* **Material provided**
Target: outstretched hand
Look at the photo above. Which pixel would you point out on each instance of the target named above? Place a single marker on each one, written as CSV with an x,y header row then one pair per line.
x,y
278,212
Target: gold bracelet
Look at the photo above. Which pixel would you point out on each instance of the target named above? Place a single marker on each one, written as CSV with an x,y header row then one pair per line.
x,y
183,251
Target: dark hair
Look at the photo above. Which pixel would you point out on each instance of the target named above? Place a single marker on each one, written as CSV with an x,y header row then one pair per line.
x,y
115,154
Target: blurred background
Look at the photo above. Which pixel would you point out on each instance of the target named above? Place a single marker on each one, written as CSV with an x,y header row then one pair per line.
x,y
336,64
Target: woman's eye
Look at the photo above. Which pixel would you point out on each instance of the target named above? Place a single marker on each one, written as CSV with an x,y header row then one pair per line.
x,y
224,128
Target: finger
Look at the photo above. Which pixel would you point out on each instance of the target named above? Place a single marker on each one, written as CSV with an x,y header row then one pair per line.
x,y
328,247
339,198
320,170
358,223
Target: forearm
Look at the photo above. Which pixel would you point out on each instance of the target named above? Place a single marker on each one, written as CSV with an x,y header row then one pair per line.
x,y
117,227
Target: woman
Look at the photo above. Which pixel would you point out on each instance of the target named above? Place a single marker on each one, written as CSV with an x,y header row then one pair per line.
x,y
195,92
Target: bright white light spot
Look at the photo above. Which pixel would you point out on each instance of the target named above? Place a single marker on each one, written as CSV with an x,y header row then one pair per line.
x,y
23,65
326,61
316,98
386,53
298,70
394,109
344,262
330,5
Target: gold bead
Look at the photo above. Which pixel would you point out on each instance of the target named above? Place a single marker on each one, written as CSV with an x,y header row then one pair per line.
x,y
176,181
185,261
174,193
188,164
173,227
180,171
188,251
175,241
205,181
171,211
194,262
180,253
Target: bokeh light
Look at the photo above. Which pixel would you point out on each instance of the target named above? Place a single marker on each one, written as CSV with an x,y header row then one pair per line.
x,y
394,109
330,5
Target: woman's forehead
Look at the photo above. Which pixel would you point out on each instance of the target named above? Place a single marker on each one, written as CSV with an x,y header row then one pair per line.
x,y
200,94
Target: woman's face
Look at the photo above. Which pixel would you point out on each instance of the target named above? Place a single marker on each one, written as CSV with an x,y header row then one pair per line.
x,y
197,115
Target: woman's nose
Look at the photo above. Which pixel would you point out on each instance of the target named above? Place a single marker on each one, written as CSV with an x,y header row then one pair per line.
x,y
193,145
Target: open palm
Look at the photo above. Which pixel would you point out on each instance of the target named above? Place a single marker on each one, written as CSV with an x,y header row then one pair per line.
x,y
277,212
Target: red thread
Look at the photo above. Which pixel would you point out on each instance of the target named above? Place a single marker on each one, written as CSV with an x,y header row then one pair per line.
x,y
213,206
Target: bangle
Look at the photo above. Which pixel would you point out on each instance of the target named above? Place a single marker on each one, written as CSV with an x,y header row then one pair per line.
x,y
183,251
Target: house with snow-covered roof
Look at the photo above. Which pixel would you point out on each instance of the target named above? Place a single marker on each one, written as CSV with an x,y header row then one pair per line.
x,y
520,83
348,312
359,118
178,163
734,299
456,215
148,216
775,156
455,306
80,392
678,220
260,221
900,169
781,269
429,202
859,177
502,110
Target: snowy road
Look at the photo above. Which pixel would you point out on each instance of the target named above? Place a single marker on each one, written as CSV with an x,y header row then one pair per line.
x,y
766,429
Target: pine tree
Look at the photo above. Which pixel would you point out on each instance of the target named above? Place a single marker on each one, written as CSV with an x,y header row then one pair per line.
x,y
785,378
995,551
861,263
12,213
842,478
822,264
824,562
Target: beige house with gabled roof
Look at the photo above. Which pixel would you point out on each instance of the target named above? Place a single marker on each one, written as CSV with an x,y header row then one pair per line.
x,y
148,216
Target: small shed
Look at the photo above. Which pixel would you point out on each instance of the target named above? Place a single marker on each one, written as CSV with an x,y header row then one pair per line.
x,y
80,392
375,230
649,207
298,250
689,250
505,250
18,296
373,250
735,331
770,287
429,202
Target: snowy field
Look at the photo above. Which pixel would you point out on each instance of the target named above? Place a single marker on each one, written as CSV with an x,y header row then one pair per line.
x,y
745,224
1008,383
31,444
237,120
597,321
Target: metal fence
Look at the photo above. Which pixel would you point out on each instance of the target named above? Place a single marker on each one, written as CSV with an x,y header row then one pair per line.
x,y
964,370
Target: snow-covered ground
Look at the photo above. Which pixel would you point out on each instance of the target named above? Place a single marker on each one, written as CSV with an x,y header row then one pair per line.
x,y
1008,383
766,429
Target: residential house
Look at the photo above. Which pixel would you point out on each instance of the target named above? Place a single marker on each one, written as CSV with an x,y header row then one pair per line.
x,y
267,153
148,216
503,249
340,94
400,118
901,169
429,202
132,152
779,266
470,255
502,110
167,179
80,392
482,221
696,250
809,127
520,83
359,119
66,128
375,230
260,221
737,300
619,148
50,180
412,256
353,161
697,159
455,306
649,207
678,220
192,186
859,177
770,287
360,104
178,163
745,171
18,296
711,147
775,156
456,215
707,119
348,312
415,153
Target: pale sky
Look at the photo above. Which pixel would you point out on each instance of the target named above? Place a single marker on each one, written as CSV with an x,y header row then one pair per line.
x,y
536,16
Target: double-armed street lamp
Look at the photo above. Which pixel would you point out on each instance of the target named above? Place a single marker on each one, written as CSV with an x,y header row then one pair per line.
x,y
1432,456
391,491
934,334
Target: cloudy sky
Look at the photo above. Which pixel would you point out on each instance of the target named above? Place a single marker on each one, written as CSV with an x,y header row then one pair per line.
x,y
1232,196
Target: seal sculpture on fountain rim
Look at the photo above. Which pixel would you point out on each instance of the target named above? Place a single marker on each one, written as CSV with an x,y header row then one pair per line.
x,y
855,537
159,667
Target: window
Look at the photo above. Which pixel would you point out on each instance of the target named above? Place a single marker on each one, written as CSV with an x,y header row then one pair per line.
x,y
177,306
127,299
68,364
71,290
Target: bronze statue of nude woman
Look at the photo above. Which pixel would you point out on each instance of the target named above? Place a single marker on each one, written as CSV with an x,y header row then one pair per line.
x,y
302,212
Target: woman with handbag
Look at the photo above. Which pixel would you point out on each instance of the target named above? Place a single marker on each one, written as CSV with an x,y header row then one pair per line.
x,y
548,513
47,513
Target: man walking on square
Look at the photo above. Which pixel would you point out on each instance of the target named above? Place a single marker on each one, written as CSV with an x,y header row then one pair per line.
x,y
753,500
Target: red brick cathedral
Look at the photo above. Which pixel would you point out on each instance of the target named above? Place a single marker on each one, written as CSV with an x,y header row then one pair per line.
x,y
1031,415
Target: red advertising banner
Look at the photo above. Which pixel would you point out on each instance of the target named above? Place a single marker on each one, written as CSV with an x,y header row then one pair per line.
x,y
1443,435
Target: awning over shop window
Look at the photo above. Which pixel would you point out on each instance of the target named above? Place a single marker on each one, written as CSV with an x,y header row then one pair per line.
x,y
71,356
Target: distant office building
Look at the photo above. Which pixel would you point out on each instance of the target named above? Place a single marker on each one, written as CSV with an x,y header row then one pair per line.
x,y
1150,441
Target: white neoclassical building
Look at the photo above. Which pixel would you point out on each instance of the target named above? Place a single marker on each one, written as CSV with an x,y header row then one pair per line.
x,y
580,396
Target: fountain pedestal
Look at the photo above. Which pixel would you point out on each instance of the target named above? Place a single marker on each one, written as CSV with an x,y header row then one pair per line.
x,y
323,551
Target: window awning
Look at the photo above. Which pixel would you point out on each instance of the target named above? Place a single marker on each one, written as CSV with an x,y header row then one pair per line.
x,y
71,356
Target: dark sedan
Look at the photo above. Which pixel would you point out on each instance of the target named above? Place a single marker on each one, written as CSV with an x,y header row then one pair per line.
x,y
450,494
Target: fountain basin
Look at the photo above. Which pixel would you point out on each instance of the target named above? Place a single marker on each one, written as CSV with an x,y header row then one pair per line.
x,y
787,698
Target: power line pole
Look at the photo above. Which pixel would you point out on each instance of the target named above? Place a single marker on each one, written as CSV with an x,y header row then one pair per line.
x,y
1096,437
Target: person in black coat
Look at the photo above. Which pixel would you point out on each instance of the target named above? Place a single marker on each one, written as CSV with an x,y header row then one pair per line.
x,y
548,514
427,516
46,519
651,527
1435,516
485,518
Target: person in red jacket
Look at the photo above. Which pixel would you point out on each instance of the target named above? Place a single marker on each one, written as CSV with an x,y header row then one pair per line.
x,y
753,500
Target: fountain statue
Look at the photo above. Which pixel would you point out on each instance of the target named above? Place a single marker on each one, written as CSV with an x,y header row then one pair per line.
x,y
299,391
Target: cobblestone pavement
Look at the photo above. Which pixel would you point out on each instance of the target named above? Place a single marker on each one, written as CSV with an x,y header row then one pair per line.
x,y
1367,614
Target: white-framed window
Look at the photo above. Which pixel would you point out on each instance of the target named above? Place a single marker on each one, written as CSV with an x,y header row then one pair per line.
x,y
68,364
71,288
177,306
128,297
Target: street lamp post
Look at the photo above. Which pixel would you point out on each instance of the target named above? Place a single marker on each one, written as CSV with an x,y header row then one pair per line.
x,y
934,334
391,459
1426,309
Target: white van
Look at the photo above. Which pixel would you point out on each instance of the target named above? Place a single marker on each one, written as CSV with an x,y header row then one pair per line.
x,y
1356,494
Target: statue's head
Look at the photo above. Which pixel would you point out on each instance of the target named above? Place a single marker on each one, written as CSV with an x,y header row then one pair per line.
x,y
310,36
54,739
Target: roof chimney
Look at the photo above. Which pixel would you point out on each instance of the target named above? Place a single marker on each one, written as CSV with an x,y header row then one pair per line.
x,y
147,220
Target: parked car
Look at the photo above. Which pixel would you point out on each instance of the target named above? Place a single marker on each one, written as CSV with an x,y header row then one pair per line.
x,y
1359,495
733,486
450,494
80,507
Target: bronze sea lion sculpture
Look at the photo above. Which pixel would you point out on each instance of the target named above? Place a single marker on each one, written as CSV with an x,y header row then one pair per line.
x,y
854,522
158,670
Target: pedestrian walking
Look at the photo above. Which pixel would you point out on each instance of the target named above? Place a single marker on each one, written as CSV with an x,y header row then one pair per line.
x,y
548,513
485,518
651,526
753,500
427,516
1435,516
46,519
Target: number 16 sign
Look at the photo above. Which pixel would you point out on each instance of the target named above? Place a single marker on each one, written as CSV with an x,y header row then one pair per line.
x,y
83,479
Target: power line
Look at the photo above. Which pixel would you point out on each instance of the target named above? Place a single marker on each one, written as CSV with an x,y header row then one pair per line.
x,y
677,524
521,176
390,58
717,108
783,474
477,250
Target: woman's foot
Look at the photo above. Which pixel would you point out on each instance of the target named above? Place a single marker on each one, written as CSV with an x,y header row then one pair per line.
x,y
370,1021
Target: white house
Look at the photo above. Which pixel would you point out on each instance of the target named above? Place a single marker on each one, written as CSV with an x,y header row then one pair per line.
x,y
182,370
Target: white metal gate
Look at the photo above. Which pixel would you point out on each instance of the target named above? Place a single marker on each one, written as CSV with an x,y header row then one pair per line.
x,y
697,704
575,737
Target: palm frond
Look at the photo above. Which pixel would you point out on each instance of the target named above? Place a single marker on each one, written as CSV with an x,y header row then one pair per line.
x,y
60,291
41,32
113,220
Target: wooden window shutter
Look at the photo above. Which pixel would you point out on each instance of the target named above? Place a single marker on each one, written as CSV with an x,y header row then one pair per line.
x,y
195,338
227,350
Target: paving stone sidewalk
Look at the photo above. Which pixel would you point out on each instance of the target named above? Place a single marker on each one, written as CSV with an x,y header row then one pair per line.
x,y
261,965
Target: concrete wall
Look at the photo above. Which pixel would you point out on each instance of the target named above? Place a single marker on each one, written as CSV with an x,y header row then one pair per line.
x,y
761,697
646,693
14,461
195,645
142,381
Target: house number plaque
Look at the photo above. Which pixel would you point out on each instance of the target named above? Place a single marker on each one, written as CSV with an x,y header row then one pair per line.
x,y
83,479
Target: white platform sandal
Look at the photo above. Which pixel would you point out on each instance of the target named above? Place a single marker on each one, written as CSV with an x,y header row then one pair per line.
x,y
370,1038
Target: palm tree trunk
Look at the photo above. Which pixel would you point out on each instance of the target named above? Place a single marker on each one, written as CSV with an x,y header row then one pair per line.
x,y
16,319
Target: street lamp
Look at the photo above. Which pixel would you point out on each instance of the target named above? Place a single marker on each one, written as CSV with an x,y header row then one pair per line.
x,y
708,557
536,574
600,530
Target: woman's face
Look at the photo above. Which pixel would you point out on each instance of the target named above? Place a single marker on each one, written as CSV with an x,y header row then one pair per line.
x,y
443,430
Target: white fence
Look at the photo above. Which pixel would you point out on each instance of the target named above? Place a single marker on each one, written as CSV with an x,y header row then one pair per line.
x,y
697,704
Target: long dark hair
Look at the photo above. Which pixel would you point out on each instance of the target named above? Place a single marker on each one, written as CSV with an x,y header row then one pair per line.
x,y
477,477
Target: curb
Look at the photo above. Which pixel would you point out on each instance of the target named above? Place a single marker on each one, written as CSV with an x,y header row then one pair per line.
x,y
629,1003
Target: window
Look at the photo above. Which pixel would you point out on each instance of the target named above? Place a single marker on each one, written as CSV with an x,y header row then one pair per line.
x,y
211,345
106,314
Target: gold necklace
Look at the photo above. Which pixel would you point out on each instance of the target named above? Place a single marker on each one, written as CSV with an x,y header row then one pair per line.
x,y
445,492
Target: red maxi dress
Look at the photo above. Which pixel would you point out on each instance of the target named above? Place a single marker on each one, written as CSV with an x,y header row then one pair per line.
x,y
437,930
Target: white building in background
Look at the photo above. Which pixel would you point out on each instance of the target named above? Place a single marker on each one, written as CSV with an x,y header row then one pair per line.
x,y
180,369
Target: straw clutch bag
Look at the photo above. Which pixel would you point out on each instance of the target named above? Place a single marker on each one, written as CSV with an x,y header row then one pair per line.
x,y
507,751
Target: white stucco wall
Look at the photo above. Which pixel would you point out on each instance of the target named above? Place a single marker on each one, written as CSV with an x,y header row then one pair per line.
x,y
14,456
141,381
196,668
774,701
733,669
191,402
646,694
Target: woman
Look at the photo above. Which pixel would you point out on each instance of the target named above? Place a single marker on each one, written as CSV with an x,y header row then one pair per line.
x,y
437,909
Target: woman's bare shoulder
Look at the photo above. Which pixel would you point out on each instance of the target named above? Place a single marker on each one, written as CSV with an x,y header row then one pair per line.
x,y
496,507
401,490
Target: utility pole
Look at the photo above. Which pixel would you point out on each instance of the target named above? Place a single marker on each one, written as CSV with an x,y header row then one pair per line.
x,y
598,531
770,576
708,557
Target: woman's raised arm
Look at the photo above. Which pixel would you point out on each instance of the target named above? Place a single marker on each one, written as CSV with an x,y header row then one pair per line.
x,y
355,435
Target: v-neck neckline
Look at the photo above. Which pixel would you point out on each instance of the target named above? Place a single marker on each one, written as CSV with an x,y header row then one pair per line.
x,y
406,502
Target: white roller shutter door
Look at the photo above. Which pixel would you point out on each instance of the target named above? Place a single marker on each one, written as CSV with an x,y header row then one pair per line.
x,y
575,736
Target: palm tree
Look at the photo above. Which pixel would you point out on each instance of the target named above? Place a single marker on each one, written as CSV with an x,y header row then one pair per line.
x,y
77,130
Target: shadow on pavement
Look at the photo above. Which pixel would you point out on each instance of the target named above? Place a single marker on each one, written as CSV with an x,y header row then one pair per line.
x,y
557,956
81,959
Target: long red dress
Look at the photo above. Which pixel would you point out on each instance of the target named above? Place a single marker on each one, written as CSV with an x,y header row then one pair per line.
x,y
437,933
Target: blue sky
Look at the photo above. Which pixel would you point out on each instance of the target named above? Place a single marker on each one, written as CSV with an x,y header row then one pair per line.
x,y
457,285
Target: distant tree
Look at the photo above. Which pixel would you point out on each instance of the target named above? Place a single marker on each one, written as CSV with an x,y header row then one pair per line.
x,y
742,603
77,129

* **Stated task**
Could you quote, exactly as they appear, the line containing "Target: long red dress" and every line after it to the end of the records above?

* **Solution below**
Target: long red dress
Look at the photo above. Which pixel would you point out on each instance of the target named above? Place a single marker on each one, written as CSV with an x,y header row then one pair per line.
x,y
437,933
Target: blue sky
Look at the photo above. Which pixel would you point out on each instance of the target named above? Place a single marker on each one, written as CSV with an x,y header row then one pair per line.
x,y
457,285
Target: distant tree
Look at the photo above. Which pixel would you point out on each instance of the target named above? Place a single marker on each one, written as CSV with an x,y header row then one pair per line.
x,y
742,603
77,129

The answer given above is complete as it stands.